[Records for processing]

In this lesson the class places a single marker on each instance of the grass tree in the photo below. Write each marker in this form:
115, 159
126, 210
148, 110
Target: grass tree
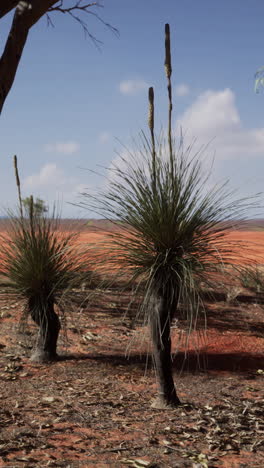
42, 264
172, 233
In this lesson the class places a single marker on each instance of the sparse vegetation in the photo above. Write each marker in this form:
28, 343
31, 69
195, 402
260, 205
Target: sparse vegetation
252, 278
42, 265
173, 234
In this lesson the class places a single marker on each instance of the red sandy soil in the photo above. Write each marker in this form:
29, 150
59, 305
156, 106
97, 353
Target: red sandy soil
93, 407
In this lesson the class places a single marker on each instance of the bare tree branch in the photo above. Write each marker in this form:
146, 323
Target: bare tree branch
83, 7
27, 13
6, 6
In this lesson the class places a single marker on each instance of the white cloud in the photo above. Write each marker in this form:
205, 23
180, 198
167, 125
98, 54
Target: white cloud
132, 87
182, 90
214, 116
49, 175
104, 137
66, 147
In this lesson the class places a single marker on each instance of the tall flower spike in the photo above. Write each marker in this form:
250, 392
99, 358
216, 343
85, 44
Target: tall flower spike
168, 71
18, 186
168, 68
153, 149
151, 109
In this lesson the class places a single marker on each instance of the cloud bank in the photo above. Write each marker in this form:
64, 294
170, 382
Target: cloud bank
132, 87
67, 147
214, 116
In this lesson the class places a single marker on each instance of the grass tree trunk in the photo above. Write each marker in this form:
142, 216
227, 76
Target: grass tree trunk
161, 339
48, 321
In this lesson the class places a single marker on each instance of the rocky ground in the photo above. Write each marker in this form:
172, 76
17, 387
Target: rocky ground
93, 407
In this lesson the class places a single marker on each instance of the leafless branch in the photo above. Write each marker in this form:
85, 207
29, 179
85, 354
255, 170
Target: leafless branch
80, 7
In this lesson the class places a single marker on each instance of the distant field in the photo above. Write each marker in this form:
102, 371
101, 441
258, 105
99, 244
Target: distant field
249, 235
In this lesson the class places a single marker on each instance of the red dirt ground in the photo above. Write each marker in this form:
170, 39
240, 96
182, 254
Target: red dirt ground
93, 407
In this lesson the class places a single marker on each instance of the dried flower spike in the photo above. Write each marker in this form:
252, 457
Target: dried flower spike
168, 68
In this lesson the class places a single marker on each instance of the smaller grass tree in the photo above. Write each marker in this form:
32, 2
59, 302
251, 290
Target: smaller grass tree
42, 264
172, 236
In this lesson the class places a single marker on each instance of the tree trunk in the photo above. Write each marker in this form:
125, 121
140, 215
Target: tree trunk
161, 337
49, 327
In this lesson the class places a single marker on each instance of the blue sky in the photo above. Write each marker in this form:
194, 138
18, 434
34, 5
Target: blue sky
70, 102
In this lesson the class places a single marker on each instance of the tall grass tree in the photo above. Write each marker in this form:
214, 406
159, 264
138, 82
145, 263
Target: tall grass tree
172, 234
42, 264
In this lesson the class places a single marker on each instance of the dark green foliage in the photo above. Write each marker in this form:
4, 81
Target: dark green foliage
39, 206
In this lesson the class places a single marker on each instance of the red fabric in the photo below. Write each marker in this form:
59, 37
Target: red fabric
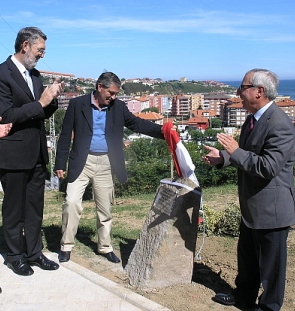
172, 138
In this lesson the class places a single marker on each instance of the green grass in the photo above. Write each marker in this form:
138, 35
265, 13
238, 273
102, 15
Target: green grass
129, 214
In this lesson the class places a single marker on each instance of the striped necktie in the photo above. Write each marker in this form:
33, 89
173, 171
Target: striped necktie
29, 81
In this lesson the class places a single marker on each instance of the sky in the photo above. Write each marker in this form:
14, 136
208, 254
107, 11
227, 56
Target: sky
198, 39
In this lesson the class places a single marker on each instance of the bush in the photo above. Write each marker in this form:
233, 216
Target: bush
225, 222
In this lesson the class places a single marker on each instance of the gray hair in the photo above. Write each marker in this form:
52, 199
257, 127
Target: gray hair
267, 79
108, 78
30, 34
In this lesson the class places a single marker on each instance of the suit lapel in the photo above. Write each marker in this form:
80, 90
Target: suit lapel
87, 111
259, 125
244, 132
17, 76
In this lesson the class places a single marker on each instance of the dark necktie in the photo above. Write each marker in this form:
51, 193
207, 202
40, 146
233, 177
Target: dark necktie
251, 124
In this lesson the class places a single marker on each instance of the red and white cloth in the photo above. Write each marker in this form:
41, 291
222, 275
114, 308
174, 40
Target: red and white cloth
182, 160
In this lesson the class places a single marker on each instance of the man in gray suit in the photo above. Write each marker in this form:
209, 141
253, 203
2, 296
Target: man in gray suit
264, 157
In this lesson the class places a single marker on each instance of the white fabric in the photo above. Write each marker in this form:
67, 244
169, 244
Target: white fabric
185, 162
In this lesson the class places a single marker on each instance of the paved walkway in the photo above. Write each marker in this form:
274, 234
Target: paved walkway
71, 287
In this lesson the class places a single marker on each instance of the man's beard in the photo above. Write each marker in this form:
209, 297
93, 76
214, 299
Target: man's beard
29, 63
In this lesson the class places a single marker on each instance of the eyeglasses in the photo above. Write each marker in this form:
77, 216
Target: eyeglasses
40, 50
244, 87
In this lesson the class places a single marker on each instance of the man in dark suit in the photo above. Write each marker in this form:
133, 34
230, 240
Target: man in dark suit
97, 122
4, 130
23, 155
265, 159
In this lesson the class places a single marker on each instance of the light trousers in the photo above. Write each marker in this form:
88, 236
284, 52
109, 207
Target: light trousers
98, 170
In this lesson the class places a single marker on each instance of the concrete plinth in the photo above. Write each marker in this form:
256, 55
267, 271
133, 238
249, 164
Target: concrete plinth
164, 253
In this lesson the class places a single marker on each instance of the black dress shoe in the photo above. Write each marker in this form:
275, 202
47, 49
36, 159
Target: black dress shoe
64, 256
20, 267
44, 263
111, 257
230, 300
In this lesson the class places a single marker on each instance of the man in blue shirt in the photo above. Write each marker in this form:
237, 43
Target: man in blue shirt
97, 121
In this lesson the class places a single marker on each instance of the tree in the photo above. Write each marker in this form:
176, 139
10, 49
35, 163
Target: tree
215, 123
196, 134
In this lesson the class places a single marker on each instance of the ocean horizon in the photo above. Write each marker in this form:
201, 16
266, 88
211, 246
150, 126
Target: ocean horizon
286, 87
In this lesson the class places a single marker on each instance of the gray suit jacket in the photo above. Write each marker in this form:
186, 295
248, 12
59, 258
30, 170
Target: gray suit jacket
78, 119
265, 162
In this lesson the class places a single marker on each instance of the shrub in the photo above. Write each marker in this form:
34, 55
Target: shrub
225, 222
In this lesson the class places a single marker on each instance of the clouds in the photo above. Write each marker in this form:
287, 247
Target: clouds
204, 39
251, 26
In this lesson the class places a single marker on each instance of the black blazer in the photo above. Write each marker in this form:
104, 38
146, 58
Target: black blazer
21, 148
265, 162
78, 119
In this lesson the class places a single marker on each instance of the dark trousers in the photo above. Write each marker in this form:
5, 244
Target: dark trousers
22, 211
262, 259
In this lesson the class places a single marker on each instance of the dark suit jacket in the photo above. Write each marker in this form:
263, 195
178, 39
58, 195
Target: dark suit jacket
78, 119
265, 171
21, 148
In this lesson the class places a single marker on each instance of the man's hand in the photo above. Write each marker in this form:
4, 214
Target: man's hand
4, 128
213, 157
51, 92
60, 173
228, 143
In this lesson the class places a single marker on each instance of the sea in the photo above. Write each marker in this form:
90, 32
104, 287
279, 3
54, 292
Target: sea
286, 87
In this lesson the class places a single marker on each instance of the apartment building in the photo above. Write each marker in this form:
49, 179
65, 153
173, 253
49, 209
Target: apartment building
180, 106
233, 113
214, 102
151, 116
196, 101
288, 106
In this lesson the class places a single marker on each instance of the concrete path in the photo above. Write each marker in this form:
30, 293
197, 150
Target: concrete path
70, 288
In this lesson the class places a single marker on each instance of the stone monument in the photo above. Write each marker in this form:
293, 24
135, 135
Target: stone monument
164, 253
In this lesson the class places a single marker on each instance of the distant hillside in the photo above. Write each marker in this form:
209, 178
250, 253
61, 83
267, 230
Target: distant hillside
173, 88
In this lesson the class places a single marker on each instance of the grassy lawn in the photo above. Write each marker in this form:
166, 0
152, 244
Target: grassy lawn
129, 214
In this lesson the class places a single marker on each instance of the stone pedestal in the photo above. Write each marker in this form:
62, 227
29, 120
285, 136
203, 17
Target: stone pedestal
164, 253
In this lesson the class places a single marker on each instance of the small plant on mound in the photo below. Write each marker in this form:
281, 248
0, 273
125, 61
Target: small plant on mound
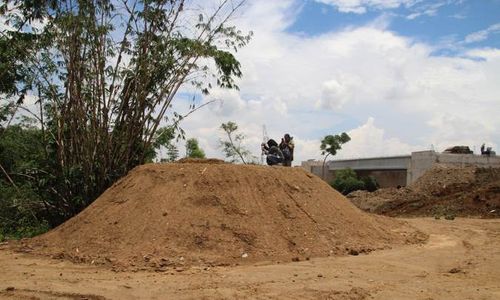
347, 181
193, 149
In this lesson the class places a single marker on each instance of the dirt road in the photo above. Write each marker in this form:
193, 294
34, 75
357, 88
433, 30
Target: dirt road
460, 261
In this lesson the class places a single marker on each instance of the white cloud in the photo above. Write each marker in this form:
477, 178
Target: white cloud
386, 90
361, 6
482, 35
370, 141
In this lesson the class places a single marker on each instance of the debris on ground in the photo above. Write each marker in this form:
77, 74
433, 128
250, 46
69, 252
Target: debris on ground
443, 191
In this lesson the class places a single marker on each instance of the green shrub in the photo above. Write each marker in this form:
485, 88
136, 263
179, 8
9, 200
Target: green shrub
347, 181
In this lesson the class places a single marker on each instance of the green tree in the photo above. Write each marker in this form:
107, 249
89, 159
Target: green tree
193, 149
347, 181
331, 144
23, 209
232, 147
106, 74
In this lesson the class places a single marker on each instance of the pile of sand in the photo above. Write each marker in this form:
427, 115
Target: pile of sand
441, 191
204, 214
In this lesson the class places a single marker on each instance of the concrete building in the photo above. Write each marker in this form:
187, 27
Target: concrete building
398, 170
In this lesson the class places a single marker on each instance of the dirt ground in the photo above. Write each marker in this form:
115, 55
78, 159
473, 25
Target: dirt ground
461, 260
442, 191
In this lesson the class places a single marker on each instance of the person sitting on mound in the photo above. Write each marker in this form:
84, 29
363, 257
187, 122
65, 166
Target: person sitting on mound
274, 156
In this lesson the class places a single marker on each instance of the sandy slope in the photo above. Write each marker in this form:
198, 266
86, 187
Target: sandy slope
461, 260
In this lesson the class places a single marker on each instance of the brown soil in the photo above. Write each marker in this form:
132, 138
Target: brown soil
460, 261
441, 191
164, 216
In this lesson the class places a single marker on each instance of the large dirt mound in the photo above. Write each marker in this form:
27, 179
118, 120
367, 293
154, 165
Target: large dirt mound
441, 191
217, 214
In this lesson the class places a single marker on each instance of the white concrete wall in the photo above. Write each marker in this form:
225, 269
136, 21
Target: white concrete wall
424, 160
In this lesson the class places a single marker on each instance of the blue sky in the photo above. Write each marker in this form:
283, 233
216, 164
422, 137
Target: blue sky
426, 21
396, 75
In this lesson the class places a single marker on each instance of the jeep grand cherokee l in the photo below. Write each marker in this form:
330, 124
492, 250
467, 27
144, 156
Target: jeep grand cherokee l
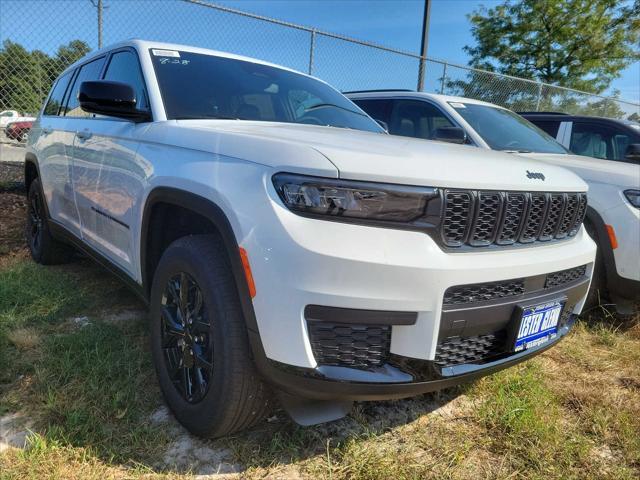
286, 244
613, 215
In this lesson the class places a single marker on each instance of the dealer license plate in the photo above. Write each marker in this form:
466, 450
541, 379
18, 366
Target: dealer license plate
539, 324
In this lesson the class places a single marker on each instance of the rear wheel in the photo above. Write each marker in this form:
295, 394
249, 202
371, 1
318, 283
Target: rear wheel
199, 341
43, 247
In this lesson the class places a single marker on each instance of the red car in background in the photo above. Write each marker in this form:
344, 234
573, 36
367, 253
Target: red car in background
18, 130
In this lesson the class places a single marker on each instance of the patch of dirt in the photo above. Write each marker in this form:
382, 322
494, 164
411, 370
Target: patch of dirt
11, 177
190, 454
14, 430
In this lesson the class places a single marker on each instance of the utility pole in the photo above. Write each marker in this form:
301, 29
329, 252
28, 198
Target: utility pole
99, 7
424, 44
99, 24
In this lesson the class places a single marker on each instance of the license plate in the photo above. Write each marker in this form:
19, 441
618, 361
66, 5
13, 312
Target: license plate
539, 324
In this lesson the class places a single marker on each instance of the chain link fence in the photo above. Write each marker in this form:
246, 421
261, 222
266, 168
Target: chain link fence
40, 38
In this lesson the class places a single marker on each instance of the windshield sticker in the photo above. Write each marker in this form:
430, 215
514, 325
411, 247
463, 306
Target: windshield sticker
164, 61
165, 53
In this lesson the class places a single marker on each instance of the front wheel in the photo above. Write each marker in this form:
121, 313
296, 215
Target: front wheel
199, 340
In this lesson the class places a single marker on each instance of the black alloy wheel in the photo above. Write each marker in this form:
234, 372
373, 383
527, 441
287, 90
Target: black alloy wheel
34, 221
186, 338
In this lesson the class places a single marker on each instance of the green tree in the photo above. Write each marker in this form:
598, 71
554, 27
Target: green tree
26, 77
581, 44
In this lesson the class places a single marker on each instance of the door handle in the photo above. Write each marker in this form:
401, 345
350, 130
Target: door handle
83, 134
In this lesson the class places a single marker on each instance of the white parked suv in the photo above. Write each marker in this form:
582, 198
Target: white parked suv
613, 215
11, 116
285, 243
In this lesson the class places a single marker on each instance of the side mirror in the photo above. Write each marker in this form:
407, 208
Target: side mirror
114, 99
633, 152
450, 134
382, 124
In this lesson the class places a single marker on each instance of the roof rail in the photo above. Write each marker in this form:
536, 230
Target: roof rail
381, 90
541, 112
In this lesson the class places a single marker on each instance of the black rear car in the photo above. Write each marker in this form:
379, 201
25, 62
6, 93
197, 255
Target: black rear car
597, 137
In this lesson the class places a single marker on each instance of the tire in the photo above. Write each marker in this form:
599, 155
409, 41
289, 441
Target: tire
598, 293
233, 397
44, 249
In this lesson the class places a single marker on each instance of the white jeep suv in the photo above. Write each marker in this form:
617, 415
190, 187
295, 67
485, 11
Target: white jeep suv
613, 215
285, 243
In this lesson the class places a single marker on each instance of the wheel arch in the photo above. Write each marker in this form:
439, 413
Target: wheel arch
604, 245
200, 207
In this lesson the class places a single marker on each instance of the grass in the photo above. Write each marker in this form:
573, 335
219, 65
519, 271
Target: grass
88, 390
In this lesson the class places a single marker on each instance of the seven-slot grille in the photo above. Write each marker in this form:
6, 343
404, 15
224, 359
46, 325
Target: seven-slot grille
481, 218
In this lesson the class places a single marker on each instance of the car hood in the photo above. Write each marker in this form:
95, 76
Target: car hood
594, 169
385, 158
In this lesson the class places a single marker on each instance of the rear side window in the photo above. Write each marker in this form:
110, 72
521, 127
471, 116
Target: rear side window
414, 118
549, 126
593, 140
124, 67
377, 109
89, 71
57, 95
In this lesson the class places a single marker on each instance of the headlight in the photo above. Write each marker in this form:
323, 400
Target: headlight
366, 202
633, 196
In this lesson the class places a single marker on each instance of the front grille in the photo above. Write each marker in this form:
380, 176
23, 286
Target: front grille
482, 218
565, 276
456, 350
349, 345
480, 292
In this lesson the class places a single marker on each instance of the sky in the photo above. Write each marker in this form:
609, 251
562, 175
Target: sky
393, 23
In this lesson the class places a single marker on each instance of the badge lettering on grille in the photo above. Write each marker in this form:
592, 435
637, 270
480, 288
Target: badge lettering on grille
537, 175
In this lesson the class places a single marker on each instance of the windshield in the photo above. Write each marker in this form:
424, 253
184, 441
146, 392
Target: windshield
198, 86
505, 130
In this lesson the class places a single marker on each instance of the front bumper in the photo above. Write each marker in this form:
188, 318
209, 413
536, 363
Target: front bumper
400, 376
299, 261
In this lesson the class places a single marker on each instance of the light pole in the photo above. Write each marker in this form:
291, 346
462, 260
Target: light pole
424, 44
99, 7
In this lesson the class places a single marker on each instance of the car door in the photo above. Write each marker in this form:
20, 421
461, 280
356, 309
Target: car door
53, 141
108, 178
71, 119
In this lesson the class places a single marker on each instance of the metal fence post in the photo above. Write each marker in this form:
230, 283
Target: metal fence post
539, 97
444, 76
312, 48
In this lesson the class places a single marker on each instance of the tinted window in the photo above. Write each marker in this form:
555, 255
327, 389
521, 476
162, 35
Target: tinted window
504, 130
377, 109
549, 126
599, 141
57, 95
89, 71
415, 118
195, 85
124, 67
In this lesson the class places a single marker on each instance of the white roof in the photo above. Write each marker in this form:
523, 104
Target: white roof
144, 45
409, 94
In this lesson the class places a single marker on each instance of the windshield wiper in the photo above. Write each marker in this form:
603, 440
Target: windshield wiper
205, 117
325, 105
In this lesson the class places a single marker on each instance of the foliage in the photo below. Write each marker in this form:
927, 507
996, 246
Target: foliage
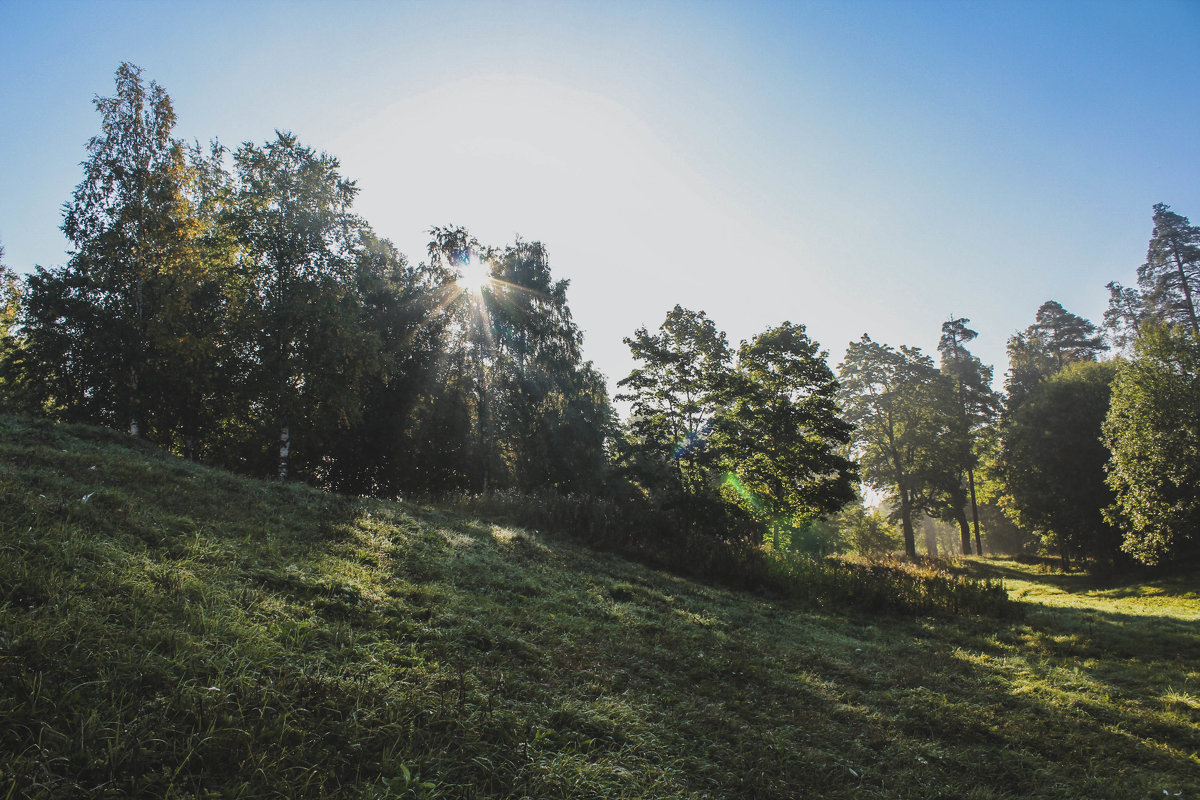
186, 632
868, 531
1055, 340
977, 405
292, 218
1053, 462
10, 308
910, 429
1168, 283
102, 337
673, 396
779, 439
1153, 431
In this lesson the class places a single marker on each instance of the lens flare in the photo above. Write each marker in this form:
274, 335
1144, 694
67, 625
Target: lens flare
473, 276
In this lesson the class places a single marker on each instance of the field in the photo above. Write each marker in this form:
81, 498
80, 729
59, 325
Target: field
174, 631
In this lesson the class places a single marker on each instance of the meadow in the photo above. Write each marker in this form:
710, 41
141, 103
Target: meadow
169, 630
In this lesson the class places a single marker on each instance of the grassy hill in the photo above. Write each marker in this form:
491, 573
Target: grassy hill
174, 631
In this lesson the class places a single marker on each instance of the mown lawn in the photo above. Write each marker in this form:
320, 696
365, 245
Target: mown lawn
168, 630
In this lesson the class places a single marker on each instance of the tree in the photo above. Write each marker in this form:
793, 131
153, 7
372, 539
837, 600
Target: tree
552, 408
1053, 462
1153, 432
292, 216
1168, 283
675, 394
907, 427
400, 441
779, 438
10, 310
1170, 277
1055, 340
977, 404
101, 334
868, 531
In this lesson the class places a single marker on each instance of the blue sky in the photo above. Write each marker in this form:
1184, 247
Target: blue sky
856, 167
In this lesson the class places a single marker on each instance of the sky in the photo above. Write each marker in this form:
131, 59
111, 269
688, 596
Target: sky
858, 167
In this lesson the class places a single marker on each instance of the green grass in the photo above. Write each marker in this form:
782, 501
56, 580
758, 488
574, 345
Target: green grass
187, 633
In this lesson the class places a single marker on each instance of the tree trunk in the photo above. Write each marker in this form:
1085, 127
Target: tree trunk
285, 450
135, 405
910, 537
930, 539
964, 530
975, 510
1187, 289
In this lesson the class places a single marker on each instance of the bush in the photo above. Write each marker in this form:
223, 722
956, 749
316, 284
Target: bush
657, 539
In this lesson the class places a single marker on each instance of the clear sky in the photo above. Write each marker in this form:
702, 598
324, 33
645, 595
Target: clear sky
852, 166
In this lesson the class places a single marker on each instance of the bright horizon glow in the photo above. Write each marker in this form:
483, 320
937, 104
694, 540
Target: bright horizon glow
869, 167
473, 277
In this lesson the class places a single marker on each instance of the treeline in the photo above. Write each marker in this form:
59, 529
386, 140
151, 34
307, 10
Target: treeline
233, 307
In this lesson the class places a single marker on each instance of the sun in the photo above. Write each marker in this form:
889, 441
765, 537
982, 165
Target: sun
473, 276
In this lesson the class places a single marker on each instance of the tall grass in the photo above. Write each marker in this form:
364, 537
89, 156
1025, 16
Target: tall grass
187, 633
657, 539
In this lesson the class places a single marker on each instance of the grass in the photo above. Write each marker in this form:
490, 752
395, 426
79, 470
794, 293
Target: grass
173, 631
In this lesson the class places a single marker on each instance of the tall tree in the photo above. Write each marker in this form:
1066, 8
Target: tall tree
907, 427
1168, 283
1056, 338
675, 394
1170, 277
541, 414
292, 215
1153, 432
1053, 462
977, 403
100, 331
10, 308
779, 435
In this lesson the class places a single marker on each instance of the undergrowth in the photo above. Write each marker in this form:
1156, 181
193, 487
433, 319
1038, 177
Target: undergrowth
173, 631
879, 585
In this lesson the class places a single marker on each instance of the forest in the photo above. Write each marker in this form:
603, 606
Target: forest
232, 307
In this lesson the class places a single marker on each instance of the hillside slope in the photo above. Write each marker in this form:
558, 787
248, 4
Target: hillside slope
174, 631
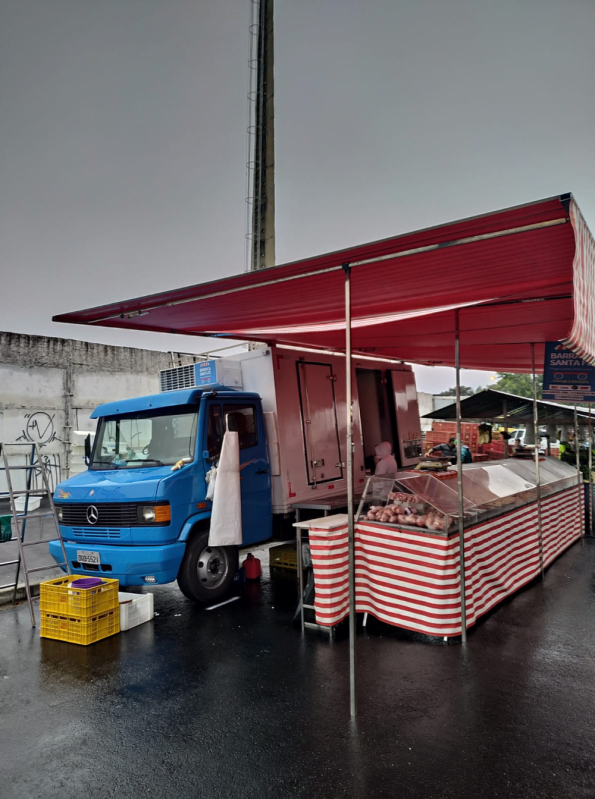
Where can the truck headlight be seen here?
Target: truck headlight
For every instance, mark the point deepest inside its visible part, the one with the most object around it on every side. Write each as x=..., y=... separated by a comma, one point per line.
x=154, y=514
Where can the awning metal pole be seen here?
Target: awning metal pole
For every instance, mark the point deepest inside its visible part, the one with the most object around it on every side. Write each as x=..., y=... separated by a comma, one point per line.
x=537, y=476
x=460, y=484
x=350, y=519
x=590, y=474
x=579, y=474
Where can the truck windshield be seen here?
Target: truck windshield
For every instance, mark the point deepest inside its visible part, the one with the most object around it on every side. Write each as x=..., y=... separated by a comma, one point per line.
x=149, y=438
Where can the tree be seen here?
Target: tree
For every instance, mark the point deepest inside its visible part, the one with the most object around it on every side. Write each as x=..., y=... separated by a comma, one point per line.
x=466, y=391
x=521, y=385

[/Records for processing]

- [The problem]:
Lines from the entries that contain the string "below" must be found and copied.

- [Response to this exercise]:
In this lesson the class places a single marker on each instance of the grass tree in the photo below. Write each marker in this form:
In this lesson the class places a single marker on each instance of the red fabric in the photo below. Write each marker in this form:
In this lesson the class places a single marker on each instance of the small plant on mound in the photo below. Write each marker in this form:
In this lesson the class places a single marker on each instance of the jeep grand cherokee l in the photo below. Write each marker in this form:
In this lesson the class places a single marker on each instance of the foliage in the photo below. Write each marker in this form:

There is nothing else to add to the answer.